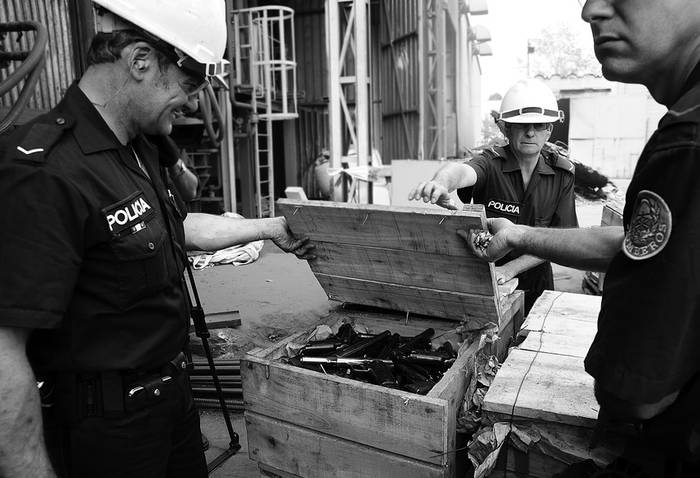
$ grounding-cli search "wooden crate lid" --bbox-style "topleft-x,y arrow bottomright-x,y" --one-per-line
278,199 -> 500,328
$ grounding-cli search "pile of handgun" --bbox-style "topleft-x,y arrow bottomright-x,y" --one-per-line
285,323 -> 457,394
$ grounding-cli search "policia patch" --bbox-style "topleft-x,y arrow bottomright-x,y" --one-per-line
623,190 -> 672,260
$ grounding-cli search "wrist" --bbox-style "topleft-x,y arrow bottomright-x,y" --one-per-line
507,225 -> 527,252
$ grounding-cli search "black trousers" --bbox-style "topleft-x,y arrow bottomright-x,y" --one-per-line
43,372 -> 207,478
517,261 -> 554,315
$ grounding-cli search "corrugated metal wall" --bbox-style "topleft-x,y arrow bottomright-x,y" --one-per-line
1,0 -> 76,110
379,0 -> 420,160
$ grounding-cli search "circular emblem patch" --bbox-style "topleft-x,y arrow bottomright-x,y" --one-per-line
623,190 -> 672,260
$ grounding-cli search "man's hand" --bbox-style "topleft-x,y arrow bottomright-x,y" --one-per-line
408,180 -> 458,210
494,264 -> 517,285
270,217 -> 316,260
457,217 -> 518,262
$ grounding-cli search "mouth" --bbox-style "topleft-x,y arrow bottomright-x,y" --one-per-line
593,34 -> 622,48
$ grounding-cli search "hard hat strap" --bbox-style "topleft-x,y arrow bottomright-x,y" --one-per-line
499,107 -> 561,120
========
#### [DIRECTIONS]
Give the listing again word for word. Skip every image.

#### [OUTPUT OF THE TASK]
$ grounding-cli search "wooden crate lid" --bbox-style "topleft-x,y arrow bottomright-x,y" --one-per-line
278,199 -> 500,328
$ grounding-cli search "pile of handgun" --bbox-style "topleft-x,y arrow bottomright-x,y" --one-per-line
285,323 -> 457,394
$ grounding-cli search "policia patch" --bbox-style "topleft-x,y arrow bottomright-x,y" --one-per-line
623,190 -> 672,260
$ grounding-cli search "wrist" --bbox-style "topleft-x,y arrow bottomright-x,y" --one-per-line
507,225 -> 527,252
$ grounding-cli search "black trousers" --bbox-style "topleft-x,y arrow bottomright-x,y" --one-per-line
43,372 -> 207,478
517,261 -> 554,315
$ grounding-cli search "corrugated metal wall" --bbox-style "topleft-x,y arrow bottomright-x,y" --one-per-line
1,0 -> 76,110
379,0 -> 420,160
$ grounding-cli search "circular emblem patch" --bbox-style "topleft-x,y arrow bottomright-x,y" --one-per-line
623,190 -> 672,260
$ grounding-cli search "man's hand" --bbox-style "topleft-x,y arrow bottomright-x,y" --one-per-line
408,180 -> 458,210
494,264 -> 517,285
270,217 -> 316,260
457,217 -> 518,262
$ grounding-cli search "mouth" --bbox-style "topleft-x,y arrow bottomright-x,y" --one-per-line
593,34 -> 622,48
$ grounding-cli search "hard hat strap" --bbox-style "topleft-x,y arrow bottomright-x,y" --one-per-line
499,107 -> 561,120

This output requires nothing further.